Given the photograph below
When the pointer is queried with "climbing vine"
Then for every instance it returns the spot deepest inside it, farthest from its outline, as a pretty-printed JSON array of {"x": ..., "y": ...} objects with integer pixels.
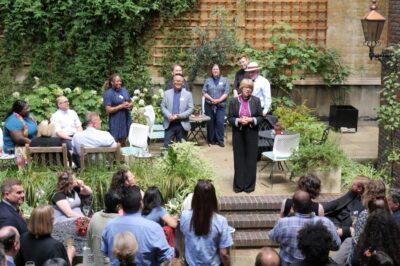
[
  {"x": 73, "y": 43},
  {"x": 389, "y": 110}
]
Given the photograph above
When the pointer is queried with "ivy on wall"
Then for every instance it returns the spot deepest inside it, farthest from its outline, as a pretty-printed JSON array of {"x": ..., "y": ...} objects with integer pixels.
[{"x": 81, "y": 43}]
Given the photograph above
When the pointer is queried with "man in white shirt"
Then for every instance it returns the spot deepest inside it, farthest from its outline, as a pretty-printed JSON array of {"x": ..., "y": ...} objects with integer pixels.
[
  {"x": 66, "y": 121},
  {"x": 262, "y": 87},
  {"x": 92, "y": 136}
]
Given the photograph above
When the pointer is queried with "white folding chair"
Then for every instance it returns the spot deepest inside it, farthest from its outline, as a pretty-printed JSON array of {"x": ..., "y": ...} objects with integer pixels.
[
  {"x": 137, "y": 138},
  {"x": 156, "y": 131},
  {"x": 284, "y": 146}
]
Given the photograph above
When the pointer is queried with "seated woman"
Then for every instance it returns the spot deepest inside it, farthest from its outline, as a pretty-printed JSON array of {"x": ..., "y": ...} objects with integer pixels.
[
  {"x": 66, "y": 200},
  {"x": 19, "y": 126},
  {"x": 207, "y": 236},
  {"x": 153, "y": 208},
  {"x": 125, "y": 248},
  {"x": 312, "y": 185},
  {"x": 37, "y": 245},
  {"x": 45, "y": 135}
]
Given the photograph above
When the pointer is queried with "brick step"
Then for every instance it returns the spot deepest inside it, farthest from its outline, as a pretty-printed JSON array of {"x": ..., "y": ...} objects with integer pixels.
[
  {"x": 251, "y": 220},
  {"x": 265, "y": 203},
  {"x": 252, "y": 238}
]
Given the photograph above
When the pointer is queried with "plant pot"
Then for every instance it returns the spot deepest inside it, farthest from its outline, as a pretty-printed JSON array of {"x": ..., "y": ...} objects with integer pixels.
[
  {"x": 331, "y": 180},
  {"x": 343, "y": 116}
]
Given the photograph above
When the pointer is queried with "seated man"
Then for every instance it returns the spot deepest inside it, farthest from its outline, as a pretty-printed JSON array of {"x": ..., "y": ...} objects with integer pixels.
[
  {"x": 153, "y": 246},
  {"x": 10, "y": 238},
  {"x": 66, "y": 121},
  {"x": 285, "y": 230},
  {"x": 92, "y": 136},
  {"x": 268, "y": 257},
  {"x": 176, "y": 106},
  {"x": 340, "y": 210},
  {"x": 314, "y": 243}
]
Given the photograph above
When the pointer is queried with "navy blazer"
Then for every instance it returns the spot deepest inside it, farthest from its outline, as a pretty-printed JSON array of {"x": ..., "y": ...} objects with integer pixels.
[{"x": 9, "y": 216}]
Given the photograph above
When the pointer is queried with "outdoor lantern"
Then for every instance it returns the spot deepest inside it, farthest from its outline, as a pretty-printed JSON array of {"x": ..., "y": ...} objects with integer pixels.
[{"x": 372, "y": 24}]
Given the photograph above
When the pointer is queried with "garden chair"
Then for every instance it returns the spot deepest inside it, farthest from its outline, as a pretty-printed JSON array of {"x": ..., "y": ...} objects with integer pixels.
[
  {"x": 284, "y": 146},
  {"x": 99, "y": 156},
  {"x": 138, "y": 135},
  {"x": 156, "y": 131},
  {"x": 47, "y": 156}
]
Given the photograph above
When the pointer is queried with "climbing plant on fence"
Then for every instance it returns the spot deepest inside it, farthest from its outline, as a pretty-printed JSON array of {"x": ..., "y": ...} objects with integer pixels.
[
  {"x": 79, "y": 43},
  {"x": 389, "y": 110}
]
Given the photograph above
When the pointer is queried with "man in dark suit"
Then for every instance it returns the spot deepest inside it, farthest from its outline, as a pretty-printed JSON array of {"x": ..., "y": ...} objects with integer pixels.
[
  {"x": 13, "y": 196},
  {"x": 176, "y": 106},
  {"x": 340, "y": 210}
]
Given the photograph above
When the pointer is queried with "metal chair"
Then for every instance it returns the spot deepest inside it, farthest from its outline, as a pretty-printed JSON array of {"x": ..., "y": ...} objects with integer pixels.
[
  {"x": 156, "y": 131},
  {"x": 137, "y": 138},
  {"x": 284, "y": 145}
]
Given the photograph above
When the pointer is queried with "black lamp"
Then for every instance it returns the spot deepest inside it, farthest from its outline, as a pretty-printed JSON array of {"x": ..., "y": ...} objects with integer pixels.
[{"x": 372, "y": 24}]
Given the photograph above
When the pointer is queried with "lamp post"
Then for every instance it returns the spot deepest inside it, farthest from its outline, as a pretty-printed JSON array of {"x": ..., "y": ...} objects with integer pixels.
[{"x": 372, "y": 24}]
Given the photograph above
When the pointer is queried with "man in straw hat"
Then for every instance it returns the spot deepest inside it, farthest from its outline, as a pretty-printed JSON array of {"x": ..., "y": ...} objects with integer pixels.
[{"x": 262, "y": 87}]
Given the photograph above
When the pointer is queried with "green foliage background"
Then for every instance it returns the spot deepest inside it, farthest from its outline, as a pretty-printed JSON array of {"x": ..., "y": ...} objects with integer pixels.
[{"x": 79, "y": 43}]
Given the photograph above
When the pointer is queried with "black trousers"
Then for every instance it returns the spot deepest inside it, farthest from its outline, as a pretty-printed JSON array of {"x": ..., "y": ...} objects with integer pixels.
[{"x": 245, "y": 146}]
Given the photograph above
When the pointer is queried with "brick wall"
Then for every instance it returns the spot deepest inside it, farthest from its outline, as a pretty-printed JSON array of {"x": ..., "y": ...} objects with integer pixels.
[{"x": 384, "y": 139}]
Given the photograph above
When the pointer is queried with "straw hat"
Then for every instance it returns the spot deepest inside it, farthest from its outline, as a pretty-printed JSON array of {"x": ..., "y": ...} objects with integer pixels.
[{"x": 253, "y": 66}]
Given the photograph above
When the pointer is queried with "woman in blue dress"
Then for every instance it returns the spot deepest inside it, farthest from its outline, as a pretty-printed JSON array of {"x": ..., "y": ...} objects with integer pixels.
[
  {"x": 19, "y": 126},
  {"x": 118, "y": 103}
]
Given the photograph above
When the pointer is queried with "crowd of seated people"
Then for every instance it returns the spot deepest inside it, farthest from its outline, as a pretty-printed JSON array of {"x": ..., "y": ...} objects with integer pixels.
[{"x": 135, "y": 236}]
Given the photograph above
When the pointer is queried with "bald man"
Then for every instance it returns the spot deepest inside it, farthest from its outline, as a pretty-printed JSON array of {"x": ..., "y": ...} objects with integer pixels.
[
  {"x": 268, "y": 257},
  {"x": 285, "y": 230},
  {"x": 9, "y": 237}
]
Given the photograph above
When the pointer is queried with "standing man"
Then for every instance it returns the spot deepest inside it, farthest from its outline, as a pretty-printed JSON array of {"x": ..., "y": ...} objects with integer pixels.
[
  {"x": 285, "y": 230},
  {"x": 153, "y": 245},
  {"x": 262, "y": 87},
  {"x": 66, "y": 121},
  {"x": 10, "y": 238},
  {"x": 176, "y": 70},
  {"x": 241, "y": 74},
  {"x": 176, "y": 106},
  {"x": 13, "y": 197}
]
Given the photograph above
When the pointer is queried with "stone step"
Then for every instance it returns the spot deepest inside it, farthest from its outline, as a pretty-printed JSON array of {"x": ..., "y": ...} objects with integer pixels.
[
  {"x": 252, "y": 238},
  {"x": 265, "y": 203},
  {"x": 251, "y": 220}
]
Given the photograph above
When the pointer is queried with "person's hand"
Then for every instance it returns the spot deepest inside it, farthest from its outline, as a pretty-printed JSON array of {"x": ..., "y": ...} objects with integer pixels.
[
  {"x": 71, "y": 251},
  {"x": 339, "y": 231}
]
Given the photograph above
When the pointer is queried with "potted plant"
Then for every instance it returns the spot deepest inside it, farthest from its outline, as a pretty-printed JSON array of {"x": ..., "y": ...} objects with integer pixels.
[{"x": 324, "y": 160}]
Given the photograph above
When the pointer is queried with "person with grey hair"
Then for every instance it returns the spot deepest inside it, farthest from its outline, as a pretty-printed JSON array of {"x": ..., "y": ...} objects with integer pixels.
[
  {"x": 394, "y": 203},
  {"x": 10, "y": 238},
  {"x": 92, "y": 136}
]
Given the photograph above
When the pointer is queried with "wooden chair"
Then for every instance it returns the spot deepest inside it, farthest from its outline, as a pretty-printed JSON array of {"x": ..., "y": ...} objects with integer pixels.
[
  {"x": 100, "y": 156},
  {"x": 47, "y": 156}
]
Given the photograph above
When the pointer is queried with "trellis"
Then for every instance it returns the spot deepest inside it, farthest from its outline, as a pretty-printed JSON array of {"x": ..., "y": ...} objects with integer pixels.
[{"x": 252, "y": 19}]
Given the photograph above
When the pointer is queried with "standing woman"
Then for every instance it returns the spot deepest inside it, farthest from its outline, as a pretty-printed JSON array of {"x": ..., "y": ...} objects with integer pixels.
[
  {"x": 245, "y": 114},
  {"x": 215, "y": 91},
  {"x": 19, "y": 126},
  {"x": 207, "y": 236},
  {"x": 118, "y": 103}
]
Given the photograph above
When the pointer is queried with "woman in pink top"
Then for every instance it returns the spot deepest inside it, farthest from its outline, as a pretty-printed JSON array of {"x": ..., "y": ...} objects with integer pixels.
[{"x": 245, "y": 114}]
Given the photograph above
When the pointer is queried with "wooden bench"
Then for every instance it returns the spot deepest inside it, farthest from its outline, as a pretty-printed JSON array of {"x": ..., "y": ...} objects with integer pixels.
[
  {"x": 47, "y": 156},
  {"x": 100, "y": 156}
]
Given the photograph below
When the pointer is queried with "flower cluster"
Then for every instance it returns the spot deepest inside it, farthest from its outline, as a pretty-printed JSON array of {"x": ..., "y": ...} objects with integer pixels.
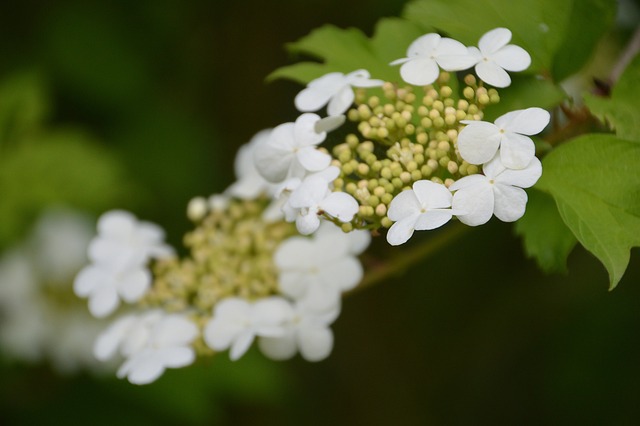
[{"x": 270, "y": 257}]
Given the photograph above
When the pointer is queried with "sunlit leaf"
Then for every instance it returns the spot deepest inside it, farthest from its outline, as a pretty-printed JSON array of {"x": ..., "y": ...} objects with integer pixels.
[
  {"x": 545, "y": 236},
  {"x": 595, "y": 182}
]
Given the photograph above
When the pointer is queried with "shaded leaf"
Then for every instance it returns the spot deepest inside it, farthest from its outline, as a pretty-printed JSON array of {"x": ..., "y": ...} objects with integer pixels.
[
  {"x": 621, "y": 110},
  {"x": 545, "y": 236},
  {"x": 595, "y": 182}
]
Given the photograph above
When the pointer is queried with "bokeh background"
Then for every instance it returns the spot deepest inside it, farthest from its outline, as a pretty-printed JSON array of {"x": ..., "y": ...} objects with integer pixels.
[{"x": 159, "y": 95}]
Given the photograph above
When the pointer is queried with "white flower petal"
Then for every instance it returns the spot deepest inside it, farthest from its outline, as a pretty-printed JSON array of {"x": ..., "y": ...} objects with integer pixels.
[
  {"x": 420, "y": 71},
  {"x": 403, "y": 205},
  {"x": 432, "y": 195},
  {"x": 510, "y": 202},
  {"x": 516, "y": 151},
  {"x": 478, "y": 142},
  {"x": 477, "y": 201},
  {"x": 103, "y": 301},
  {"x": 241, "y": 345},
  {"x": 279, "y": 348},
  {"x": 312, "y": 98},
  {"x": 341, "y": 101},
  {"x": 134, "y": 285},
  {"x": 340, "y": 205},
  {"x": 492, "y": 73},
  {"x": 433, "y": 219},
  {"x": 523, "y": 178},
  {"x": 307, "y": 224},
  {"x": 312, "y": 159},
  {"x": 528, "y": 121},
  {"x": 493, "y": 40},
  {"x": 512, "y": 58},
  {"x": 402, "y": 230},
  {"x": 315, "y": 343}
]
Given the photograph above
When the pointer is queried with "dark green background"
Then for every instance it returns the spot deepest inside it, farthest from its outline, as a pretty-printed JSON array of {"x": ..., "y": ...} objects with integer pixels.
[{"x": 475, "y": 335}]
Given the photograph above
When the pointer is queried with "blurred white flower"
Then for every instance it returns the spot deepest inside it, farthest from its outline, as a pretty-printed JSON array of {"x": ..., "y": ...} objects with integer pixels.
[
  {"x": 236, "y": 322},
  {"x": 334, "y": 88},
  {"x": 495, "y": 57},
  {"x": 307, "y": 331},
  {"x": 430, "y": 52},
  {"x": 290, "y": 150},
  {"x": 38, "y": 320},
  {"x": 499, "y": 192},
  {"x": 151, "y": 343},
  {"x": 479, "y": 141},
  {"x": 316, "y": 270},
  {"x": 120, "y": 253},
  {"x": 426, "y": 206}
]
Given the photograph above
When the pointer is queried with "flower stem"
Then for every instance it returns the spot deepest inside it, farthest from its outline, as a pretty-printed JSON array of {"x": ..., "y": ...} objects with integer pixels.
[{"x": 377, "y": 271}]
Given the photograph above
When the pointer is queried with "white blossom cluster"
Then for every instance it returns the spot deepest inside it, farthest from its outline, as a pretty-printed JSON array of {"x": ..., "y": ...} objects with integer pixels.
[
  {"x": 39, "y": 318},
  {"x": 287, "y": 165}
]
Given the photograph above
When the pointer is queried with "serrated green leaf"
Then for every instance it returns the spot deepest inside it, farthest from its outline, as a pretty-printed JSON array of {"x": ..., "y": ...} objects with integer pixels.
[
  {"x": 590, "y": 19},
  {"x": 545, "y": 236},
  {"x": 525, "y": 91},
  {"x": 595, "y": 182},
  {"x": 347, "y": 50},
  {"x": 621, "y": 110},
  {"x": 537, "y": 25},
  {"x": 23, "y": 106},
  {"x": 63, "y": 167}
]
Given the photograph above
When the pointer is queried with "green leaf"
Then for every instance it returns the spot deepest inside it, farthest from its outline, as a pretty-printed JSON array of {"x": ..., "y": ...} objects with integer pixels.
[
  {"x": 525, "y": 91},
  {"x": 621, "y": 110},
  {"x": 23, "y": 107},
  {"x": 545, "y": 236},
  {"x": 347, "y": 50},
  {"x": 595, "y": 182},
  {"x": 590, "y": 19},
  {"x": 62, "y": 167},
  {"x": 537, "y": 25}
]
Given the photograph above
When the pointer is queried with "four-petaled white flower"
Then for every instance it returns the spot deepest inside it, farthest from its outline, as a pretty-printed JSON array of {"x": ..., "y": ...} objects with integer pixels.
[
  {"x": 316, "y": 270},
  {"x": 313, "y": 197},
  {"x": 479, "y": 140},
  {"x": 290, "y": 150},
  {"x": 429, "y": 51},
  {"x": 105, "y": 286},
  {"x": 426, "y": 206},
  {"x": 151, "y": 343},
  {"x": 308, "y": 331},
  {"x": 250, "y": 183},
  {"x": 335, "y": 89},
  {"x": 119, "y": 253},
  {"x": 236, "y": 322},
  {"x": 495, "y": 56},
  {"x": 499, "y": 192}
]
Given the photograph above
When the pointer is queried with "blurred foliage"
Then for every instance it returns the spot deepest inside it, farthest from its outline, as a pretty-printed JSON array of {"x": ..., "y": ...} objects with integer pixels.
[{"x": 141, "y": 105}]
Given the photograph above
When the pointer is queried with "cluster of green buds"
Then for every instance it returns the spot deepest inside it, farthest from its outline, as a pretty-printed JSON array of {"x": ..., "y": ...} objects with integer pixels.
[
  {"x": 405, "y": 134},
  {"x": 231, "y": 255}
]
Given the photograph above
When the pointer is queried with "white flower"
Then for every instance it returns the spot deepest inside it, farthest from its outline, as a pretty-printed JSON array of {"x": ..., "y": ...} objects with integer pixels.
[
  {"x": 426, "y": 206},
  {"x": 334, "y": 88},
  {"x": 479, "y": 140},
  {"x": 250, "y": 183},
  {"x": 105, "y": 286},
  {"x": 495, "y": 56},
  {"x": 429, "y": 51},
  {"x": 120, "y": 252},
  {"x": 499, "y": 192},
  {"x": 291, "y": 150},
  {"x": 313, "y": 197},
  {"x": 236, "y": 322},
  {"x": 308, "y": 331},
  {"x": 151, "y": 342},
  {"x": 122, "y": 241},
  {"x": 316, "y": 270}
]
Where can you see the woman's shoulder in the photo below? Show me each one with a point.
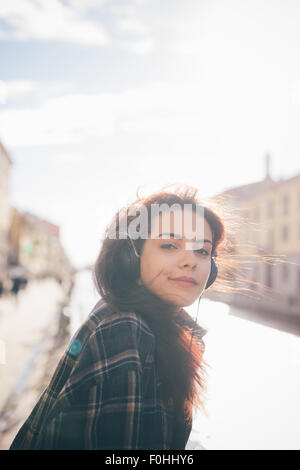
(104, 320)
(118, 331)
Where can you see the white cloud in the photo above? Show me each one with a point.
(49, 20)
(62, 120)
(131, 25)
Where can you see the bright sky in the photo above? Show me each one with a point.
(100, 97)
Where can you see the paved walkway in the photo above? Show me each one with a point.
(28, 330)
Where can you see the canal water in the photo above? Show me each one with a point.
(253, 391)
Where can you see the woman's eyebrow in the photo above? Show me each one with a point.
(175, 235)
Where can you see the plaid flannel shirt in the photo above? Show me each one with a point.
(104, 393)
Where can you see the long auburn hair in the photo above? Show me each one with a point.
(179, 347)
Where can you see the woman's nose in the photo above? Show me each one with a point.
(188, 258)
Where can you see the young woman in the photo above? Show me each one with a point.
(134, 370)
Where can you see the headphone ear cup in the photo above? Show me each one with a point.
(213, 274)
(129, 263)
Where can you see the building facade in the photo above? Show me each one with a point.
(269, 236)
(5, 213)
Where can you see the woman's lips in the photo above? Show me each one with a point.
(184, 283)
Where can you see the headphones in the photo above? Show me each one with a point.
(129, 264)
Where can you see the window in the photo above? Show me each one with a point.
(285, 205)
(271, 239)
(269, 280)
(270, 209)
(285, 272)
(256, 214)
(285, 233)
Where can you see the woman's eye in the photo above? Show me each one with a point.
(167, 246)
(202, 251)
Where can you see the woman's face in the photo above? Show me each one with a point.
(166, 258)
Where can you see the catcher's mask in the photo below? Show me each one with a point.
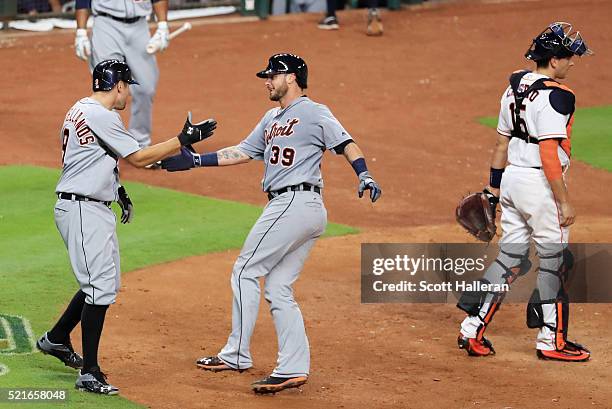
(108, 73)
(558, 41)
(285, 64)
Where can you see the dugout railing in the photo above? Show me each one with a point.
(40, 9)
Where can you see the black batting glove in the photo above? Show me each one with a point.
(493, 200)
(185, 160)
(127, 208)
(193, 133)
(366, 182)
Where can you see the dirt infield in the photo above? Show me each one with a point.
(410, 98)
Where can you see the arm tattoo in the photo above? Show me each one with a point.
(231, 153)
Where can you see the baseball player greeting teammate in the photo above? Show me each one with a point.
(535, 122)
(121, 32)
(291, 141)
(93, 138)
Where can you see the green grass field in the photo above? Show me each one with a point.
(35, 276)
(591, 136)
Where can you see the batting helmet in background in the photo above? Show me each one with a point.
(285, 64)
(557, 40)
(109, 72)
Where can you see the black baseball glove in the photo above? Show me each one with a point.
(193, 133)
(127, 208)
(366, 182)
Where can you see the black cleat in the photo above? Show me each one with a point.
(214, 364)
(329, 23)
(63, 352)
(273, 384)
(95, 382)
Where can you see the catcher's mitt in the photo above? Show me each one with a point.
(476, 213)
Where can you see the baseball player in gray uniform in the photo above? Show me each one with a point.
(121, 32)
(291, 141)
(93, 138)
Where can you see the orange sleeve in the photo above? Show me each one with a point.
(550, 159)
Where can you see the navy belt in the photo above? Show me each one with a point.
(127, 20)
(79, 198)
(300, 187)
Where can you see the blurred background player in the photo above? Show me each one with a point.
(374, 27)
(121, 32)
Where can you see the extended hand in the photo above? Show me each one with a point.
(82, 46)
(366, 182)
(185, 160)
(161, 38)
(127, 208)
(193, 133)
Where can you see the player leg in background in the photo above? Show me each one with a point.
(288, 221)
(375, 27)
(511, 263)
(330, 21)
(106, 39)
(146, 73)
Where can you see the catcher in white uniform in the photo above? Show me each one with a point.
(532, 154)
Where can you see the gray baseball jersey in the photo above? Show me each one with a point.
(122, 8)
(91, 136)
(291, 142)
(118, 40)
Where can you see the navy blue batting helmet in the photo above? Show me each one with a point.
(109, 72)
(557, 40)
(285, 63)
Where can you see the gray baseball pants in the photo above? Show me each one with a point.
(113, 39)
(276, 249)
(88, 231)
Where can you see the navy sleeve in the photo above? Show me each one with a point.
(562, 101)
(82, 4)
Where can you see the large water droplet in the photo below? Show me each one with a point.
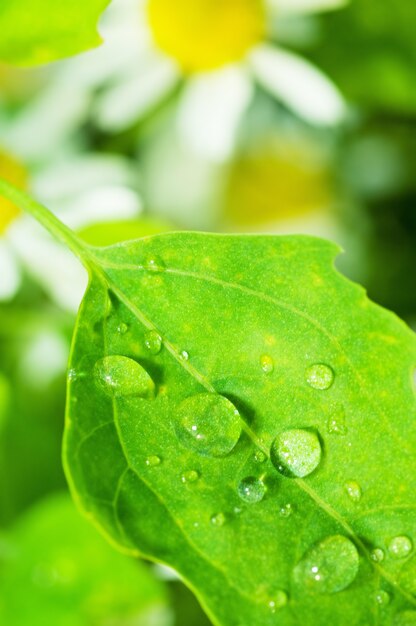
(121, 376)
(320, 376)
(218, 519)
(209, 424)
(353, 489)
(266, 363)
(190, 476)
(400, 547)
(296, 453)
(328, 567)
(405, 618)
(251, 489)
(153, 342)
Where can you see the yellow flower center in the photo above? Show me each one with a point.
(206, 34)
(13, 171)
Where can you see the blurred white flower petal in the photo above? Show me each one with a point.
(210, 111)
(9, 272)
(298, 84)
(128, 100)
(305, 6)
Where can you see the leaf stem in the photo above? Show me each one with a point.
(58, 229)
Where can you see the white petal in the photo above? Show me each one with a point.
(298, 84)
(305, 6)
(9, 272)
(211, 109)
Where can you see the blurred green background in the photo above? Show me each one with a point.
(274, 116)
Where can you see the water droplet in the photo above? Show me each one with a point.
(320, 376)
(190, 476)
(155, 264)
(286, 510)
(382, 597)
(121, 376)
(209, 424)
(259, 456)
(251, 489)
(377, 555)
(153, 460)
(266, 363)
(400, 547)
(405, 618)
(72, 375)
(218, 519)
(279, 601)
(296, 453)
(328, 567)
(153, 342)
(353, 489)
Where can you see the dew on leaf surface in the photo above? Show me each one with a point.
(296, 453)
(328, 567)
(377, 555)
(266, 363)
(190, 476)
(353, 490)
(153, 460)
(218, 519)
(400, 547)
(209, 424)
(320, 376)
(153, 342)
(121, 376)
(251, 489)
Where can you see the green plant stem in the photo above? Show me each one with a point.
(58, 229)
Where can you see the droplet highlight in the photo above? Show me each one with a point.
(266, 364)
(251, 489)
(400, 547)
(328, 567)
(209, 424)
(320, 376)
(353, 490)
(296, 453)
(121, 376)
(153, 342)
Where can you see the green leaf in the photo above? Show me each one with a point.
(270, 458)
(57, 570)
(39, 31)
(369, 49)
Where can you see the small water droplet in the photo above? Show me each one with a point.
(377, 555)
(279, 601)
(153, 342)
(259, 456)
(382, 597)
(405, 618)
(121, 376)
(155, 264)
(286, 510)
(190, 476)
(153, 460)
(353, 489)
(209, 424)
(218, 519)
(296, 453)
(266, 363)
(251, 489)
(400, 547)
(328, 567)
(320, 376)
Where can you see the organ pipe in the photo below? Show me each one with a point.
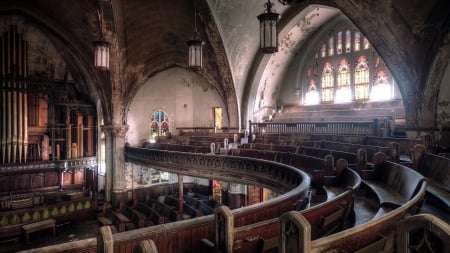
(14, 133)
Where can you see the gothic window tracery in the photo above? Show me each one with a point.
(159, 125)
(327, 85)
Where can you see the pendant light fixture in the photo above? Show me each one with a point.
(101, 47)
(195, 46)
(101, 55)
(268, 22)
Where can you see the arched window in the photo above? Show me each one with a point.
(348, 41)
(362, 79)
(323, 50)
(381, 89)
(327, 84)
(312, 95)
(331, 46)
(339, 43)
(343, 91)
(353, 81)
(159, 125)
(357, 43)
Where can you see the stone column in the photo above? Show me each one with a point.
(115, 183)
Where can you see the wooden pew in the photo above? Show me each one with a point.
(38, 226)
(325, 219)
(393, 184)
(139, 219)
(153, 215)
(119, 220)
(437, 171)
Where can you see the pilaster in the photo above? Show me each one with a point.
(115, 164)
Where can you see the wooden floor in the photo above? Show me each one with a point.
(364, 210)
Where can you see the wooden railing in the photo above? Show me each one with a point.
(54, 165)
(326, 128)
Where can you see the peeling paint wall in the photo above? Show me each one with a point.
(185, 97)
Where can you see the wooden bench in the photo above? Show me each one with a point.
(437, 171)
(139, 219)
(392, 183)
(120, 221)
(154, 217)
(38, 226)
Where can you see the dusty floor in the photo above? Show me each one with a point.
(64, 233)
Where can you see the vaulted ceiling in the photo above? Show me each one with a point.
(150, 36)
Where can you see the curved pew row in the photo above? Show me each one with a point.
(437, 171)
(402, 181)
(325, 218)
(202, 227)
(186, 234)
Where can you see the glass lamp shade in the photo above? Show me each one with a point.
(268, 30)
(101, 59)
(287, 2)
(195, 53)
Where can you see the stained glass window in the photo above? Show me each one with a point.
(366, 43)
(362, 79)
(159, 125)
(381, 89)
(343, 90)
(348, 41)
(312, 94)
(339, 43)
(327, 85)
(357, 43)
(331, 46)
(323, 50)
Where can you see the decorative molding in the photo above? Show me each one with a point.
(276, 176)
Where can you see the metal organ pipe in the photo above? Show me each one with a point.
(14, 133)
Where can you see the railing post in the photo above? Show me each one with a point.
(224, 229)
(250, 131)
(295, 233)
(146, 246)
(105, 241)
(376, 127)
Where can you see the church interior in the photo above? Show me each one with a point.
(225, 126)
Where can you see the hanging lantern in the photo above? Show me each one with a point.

EXERCISE
Return every line of the records in which the word "straw" is found.

RESPONSE AREA
When the pointer is queried with "man in straw hat"
When the pointer is queried with "straw hat"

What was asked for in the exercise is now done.